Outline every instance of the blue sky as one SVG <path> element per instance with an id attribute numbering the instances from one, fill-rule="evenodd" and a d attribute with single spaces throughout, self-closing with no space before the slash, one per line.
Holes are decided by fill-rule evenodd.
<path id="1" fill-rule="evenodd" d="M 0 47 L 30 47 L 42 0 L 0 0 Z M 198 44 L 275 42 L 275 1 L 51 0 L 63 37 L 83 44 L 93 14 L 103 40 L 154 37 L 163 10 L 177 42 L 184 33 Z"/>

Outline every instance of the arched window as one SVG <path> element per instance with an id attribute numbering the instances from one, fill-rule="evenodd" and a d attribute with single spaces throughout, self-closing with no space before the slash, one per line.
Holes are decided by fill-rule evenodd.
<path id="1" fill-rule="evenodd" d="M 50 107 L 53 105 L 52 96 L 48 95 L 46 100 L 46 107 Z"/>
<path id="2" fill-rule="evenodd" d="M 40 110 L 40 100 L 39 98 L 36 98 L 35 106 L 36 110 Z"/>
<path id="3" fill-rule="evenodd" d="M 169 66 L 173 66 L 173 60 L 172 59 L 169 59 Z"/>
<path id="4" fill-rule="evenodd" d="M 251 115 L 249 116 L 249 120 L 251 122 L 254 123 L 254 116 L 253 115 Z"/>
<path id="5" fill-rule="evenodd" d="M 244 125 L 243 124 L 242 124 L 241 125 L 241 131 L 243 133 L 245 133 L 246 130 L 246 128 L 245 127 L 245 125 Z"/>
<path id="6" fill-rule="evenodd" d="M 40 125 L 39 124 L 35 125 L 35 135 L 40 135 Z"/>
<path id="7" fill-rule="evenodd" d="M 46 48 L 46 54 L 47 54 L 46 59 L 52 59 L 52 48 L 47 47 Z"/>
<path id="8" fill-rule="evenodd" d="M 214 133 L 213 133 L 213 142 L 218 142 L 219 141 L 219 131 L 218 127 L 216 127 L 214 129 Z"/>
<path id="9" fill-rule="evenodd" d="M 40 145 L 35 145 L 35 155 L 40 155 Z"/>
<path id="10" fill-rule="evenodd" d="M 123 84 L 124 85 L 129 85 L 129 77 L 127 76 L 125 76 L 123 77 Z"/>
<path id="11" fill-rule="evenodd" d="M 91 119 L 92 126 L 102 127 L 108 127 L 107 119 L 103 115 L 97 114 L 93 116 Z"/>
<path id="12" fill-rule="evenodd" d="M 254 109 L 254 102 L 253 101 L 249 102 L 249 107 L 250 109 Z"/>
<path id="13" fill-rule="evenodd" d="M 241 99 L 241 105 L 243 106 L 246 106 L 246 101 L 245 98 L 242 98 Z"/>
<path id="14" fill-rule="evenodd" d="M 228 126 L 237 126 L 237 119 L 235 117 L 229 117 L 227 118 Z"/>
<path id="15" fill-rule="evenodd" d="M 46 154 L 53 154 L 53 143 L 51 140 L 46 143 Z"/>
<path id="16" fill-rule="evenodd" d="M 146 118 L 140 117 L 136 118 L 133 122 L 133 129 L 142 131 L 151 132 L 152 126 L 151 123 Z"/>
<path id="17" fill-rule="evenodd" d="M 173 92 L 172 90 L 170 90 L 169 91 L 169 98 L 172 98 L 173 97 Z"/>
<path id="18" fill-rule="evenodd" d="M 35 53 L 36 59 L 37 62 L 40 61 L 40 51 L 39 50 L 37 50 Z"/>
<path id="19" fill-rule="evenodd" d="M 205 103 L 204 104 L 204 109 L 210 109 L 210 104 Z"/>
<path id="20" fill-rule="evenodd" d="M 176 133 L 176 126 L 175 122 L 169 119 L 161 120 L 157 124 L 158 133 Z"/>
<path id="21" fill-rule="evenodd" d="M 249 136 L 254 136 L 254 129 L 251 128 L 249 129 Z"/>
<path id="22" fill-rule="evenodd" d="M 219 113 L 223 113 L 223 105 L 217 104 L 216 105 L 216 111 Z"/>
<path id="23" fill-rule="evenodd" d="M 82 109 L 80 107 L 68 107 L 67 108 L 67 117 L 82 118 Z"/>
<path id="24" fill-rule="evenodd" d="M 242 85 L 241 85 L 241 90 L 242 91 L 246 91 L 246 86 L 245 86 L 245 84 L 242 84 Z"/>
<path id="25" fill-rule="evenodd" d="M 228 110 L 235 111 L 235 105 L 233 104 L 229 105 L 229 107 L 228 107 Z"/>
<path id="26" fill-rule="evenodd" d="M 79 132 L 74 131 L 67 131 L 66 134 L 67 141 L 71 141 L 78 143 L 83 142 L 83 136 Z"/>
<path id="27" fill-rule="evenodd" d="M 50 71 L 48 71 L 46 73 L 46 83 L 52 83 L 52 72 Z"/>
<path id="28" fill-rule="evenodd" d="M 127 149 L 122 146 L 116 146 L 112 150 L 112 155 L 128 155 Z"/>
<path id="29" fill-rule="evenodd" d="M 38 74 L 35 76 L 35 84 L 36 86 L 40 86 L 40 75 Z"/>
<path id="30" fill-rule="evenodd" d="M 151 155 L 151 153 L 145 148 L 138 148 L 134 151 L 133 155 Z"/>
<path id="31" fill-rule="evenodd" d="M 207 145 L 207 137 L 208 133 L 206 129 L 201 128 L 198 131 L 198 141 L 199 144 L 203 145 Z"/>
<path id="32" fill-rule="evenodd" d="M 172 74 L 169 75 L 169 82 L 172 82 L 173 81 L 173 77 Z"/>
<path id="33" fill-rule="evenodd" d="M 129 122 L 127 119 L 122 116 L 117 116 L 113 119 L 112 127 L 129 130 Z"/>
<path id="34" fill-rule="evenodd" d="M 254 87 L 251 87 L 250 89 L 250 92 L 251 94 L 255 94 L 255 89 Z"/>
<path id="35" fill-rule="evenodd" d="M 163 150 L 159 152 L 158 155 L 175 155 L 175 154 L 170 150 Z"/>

==*==

> **Written task**: Give every line of the material again, exactly as it reads.

> **Correct output**:
Outline every instance of the blue sky as one SVG <path> element per instance with an id attribute numbering the instances from one, fill-rule="evenodd" and a d attribute with single spaces throughout, self-closing with no space before the slash, one per line.
Holes are decided by fill-rule evenodd.
<path id="1" fill-rule="evenodd" d="M 0 47 L 30 47 L 42 0 L 0 0 Z M 198 44 L 275 42 L 275 1 L 51 0 L 63 37 L 83 44 L 93 14 L 103 40 L 154 37 L 163 10 L 177 42 L 184 33 Z"/>

Outline every instance of the arched window as one SVG <path> element per instance with an id attribute numbering the instances from one, fill-rule="evenodd" and a d attribute with single spaces throughout, self-closing with no space before the slash, one per line.
Holes are decided by fill-rule evenodd.
<path id="1" fill-rule="evenodd" d="M 50 107 L 53 105 L 52 96 L 48 95 L 46 100 L 46 107 Z"/>
<path id="2" fill-rule="evenodd" d="M 40 110 L 40 100 L 39 98 L 36 98 L 35 106 L 36 110 Z"/>
<path id="3" fill-rule="evenodd" d="M 169 66 L 173 66 L 173 60 L 172 59 L 169 59 Z"/>
<path id="4" fill-rule="evenodd" d="M 251 115 L 249 116 L 249 120 L 251 122 L 254 123 L 254 116 L 253 115 Z"/>
<path id="5" fill-rule="evenodd" d="M 244 125 L 243 124 L 242 124 L 241 125 L 241 131 L 243 133 L 245 133 L 246 130 L 246 128 L 245 127 L 245 125 Z"/>
<path id="6" fill-rule="evenodd" d="M 40 125 L 39 124 L 35 125 L 35 135 L 40 135 Z"/>
<path id="7" fill-rule="evenodd" d="M 46 48 L 46 54 L 47 54 L 46 59 L 52 59 L 52 48 L 47 47 Z"/>
<path id="8" fill-rule="evenodd" d="M 214 133 L 213 133 L 213 142 L 218 142 L 219 141 L 219 131 L 218 127 L 216 127 L 214 129 Z"/>
<path id="9" fill-rule="evenodd" d="M 40 145 L 35 145 L 35 155 L 40 155 Z"/>
<path id="10" fill-rule="evenodd" d="M 123 84 L 124 85 L 129 85 L 129 77 L 127 76 L 125 76 L 123 77 Z"/>
<path id="11" fill-rule="evenodd" d="M 91 119 L 92 126 L 102 127 L 108 127 L 107 119 L 103 115 L 97 114 L 93 116 Z"/>
<path id="12" fill-rule="evenodd" d="M 254 109 L 254 102 L 253 101 L 249 102 L 249 107 L 250 109 Z"/>
<path id="13" fill-rule="evenodd" d="M 241 99 L 241 105 L 243 106 L 246 106 L 246 101 L 245 98 L 242 98 Z"/>
<path id="14" fill-rule="evenodd" d="M 228 126 L 237 126 L 237 119 L 235 117 L 229 117 L 227 118 Z"/>
<path id="15" fill-rule="evenodd" d="M 46 154 L 53 154 L 53 143 L 51 140 L 46 143 Z"/>
<path id="16" fill-rule="evenodd" d="M 146 118 L 140 117 L 136 118 L 133 122 L 133 129 L 142 131 L 151 132 L 152 126 L 151 123 Z"/>
<path id="17" fill-rule="evenodd" d="M 173 92 L 172 90 L 170 90 L 169 91 L 169 98 L 172 98 L 173 97 Z"/>
<path id="18" fill-rule="evenodd" d="M 35 53 L 36 59 L 37 62 L 40 61 L 40 51 L 39 50 L 37 50 Z"/>
<path id="19" fill-rule="evenodd" d="M 205 103 L 204 104 L 204 109 L 210 109 L 210 104 Z"/>
<path id="20" fill-rule="evenodd" d="M 176 133 L 176 126 L 175 122 L 169 119 L 161 120 L 157 124 L 158 133 Z"/>
<path id="21" fill-rule="evenodd" d="M 249 136 L 254 136 L 254 129 L 251 128 L 249 129 Z"/>
<path id="22" fill-rule="evenodd" d="M 219 113 L 223 113 L 223 105 L 217 104 L 216 105 L 216 111 Z"/>
<path id="23" fill-rule="evenodd" d="M 82 109 L 80 107 L 68 107 L 67 108 L 67 117 L 82 118 Z"/>
<path id="24" fill-rule="evenodd" d="M 242 85 L 241 85 L 241 90 L 242 91 L 246 91 L 246 86 L 245 86 L 245 84 L 242 84 Z"/>
<path id="25" fill-rule="evenodd" d="M 228 110 L 235 111 L 235 105 L 233 104 L 229 105 L 229 107 L 228 107 Z"/>
<path id="26" fill-rule="evenodd" d="M 79 132 L 74 131 L 67 131 L 66 134 L 67 141 L 71 141 L 78 143 L 83 142 L 83 136 Z"/>
<path id="27" fill-rule="evenodd" d="M 50 71 L 48 71 L 46 73 L 46 83 L 52 83 L 52 72 Z"/>
<path id="28" fill-rule="evenodd" d="M 127 149 L 122 146 L 116 146 L 112 150 L 112 155 L 128 155 Z"/>
<path id="29" fill-rule="evenodd" d="M 38 74 L 35 76 L 35 84 L 36 86 L 40 86 L 40 75 Z"/>
<path id="30" fill-rule="evenodd" d="M 151 155 L 151 153 L 145 148 L 138 148 L 134 151 L 133 155 Z"/>
<path id="31" fill-rule="evenodd" d="M 207 145 L 207 137 L 208 133 L 206 129 L 201 128 L 198 131 L 198 141 L 199 144 L 203 145 Z"/>
<path id="32" fill-rule="evenodd" d="M 172 74 L 169 75 L 169 82 L 172 82 L 173 81 L 173 77 Z"/>
<path id="33" fill-rule="evenodd" d="M 129 122 L 127 119 L 122 116 L 117 116 L 113 119 L 112 127 L 129 130 Z"/>
<path id="34" fill-rule="evenodd" d="M 254 87 L 251 87 L 250 89 L 250 92 L 251 94 L 255 94 L 255 89 Z"/>
<path id="35" fill-rule="evenodd" d="M 163 150 L 159 152 L 158 155 L 175 155 L 175 154 L 170 150 Z"/>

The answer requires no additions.